▶ **Aim of the task**
Continue the text on turning stalled assets into new business, such as Samsung's networked vending, picking up after its last sentence.

▶ **Text block**
+-------+
Suddenly, a milk company had a role to play in water. Our next innovation? Developing a brand around that benefit.

Enter “WH2OLE – the water that quenches your hunger.” WH2OLE recently launched in New Zealand, providing consumers with a new tool to bridge the hunger gap between meals. Commercial expectations for WH2OLE are quite high.

Strategically, the bandwidth created by Fonterra’s technology may prove more valuable than the water business itself. Other companies might soon be inquiring, “Where else might it work? How do we get in on this?”

Moving any asset from dead meat to cash cow requires looking at it differently, asking different questions and, sometimes, finding a partner with bigger problems.

Samsung:  Networking Vivifies Vending and LCD Market

Samsung had exhausted its LCD screen market and sought new applications for the technology. To unlock the value, our interrogation centered on finding companies with tougher challenges than Samsung’s.

The moribund vending machine industry sure needed help. Inventory was a pain. Marketing was antiquated. Customers were often disappointed by out-of-stock messages.

We knew that putting a LCD panel on the front would be cool, but hardly transformational. Our innovation was in seeing a whole new capability – networked vending ¬– by bundling an Internet connection with Samsung LCD technology.

With networked vending, Samsung’s vending partners:

• Never disappoint a customer – the LCD panel only displays items in stock

• Maintain precise inventory – sales updates are sent to stocking teams

• Deliver high-impact marketing content to consumers when they are most likely to buy

• Can instantly customize that content via centralized control – seizing opportunities whenever a refresh is right on the money

The humble vending machine has now become a media platform, inventory control device and customer satisfaction team. We introduced the Samsung idea to Coca-Cola. They jumped at the opportunity and launched Samsung uVending at the 2008 Beijing Olympics.
+-------+
▶ **Source material**
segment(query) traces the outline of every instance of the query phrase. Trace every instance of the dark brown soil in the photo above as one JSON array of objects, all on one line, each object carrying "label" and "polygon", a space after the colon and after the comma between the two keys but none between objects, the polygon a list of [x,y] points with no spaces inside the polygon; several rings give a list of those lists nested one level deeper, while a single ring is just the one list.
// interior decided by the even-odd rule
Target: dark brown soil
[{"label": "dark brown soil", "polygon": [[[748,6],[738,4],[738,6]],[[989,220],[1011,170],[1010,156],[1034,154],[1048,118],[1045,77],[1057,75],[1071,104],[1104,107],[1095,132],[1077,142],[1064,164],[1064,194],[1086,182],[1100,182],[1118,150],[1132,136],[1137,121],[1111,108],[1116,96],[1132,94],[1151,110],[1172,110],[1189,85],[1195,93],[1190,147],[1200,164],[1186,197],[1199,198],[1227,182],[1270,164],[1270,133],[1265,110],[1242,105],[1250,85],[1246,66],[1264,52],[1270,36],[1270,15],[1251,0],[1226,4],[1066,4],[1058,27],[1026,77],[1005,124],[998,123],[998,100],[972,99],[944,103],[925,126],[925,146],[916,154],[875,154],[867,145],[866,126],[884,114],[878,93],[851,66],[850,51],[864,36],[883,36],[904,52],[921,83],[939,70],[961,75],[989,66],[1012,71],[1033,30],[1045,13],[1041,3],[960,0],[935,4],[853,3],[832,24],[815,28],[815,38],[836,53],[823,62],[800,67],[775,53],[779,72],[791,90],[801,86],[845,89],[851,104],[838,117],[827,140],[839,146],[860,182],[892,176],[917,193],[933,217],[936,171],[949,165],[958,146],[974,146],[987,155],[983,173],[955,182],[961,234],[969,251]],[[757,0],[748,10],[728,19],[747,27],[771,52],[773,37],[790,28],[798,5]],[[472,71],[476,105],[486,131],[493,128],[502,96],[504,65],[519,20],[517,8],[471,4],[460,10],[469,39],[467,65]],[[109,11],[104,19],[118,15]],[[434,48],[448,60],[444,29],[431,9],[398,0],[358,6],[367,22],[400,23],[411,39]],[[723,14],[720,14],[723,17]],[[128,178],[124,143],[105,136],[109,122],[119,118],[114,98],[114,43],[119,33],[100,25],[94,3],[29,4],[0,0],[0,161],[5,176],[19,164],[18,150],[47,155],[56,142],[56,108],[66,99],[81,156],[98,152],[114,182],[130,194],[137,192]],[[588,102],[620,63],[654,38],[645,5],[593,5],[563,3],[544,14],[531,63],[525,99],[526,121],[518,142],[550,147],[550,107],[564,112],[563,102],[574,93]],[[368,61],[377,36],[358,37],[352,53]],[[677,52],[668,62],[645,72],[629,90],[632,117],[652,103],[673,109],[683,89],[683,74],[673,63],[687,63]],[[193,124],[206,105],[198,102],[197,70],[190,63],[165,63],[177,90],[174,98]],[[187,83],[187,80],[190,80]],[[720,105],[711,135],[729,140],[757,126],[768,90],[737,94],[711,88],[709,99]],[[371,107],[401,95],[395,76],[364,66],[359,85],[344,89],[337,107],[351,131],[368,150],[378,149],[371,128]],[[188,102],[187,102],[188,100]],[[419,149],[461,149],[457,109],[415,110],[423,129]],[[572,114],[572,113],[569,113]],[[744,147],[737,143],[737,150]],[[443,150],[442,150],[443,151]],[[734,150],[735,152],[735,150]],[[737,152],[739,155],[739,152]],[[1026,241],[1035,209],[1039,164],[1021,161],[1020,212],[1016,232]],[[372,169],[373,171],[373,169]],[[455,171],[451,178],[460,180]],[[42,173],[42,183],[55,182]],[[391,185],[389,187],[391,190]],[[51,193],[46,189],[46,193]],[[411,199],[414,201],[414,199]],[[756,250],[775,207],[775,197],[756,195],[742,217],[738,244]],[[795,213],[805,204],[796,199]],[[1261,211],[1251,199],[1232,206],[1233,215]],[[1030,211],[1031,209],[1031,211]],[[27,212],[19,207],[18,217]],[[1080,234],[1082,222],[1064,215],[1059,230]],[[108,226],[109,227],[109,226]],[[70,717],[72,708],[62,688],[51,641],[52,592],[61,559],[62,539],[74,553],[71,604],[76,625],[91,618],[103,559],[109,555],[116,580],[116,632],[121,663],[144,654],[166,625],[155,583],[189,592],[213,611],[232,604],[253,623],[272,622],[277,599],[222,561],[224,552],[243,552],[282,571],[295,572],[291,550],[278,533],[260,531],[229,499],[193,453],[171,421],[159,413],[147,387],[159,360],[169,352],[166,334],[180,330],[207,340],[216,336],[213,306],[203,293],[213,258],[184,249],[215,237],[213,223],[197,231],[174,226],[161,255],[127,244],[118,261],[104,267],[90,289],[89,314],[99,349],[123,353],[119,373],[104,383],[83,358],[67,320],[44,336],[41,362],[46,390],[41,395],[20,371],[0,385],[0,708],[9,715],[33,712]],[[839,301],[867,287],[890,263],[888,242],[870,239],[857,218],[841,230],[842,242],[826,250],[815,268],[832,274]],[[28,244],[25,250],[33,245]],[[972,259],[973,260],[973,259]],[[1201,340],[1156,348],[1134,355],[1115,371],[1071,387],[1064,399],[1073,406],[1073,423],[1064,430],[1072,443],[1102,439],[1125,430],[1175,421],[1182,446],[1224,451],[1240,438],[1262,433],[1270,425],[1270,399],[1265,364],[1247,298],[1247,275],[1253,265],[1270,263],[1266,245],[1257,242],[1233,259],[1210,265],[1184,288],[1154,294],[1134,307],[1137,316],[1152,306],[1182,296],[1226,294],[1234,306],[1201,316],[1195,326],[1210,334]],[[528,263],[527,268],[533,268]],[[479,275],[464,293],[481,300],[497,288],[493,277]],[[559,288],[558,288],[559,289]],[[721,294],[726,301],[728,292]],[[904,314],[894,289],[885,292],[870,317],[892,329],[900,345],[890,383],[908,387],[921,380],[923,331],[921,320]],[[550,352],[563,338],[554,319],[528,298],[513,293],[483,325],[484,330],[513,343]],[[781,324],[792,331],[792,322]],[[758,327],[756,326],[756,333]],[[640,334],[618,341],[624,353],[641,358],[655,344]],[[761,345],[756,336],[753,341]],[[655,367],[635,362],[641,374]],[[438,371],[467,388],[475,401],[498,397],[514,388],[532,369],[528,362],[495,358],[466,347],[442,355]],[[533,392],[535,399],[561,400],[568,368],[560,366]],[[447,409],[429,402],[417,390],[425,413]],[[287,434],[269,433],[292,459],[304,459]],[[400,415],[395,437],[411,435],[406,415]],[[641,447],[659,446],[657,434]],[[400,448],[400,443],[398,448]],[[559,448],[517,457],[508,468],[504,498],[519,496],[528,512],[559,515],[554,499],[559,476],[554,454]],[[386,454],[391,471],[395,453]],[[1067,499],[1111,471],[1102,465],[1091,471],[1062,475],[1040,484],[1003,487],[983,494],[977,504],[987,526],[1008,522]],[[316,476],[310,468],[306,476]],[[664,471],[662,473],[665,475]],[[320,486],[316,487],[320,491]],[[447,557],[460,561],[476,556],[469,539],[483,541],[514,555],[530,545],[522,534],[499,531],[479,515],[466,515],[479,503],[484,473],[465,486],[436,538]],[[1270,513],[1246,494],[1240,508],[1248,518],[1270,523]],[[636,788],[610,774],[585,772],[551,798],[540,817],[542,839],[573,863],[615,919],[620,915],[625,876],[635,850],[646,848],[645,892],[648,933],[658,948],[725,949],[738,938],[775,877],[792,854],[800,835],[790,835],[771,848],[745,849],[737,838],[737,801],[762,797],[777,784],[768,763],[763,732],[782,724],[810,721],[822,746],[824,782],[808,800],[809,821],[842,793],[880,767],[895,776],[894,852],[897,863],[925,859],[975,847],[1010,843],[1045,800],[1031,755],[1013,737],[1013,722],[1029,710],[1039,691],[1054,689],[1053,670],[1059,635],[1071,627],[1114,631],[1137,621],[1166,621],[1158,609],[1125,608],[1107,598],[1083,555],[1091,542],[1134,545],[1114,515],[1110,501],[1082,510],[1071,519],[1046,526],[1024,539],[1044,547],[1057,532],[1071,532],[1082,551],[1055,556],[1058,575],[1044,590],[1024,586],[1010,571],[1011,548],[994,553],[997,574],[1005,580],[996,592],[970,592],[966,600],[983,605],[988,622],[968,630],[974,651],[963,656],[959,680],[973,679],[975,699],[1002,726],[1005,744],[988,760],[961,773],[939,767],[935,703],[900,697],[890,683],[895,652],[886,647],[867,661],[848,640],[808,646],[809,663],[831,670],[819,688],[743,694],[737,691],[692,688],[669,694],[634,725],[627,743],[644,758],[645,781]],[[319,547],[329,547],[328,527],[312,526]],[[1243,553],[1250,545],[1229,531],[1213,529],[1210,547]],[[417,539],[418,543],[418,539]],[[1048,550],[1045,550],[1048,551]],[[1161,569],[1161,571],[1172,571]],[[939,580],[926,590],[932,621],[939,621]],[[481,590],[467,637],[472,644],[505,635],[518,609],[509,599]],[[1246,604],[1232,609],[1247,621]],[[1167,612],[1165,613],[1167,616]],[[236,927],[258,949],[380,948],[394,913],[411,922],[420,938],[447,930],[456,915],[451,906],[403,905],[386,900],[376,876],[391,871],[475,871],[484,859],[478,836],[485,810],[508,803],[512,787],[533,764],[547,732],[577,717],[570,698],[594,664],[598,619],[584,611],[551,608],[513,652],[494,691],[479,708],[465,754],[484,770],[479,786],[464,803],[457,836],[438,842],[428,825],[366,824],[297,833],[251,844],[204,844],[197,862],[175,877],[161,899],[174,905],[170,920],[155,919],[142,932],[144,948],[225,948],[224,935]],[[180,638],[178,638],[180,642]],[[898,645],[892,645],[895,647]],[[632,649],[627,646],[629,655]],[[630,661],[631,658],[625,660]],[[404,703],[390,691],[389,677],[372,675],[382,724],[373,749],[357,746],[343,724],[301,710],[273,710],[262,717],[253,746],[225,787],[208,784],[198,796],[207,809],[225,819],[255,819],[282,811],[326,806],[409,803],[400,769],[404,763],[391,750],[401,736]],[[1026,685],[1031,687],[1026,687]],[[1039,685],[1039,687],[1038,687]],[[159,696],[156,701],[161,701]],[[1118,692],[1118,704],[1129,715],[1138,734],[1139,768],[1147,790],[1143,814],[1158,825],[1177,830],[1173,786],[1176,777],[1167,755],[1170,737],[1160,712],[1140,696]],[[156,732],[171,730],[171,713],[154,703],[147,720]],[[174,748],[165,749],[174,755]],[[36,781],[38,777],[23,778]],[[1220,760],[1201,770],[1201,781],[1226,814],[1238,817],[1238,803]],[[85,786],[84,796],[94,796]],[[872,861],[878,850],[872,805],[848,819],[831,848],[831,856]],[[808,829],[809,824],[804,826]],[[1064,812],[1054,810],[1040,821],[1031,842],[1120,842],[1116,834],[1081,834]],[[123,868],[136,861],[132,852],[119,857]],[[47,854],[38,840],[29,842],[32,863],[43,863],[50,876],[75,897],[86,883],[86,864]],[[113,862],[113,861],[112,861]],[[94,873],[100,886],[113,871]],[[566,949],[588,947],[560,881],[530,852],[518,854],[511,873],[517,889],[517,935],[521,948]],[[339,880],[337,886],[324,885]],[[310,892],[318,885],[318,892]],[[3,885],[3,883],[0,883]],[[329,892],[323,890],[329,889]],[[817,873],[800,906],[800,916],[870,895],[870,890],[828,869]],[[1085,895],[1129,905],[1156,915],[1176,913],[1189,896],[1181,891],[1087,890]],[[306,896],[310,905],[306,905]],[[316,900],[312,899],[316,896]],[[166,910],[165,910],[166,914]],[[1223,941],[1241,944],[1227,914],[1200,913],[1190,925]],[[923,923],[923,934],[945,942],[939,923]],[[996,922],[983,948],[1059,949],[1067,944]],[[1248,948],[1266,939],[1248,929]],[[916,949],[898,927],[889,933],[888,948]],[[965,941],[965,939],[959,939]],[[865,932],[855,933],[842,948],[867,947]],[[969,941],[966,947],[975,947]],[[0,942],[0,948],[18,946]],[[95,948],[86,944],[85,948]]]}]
+-------+
▶ **Response below**
In March 2009, both Coca-Cola and Kraft Foods announced their plans to roll-out Samsung uVending machines across America.

Move or Be Moved

Whether it’s boom times or tough times, it’s no coincidence that the world’s biggest companies orchestrate the biggest innovation projects.

Fonterra is New Zealand’s largest company, yet still seeking new revenue streams, new categories, new partners. Samsung flouts stagnation and consistently finds growth from its existing assets by being open to novel opportunities.

Who’s helping you see your hidden assets? Who’s gone out to the garage and found the Mona Lisa behind the mower? Mona’s creator, Leonardo DiVinci, offers some wise counsel:

It had long since come to my attention that people of accomplishment rarely sat back and let things happen to them. They went out and happened to things.

Substitute “innovation” for “things” and you get the picture.

Now more than ever, innovation’s sweet spot is when nothing but the idea needs inventing. In seeing potential in what’s already here, but taken for granted or under-leveraged. It’s simple, but not easy.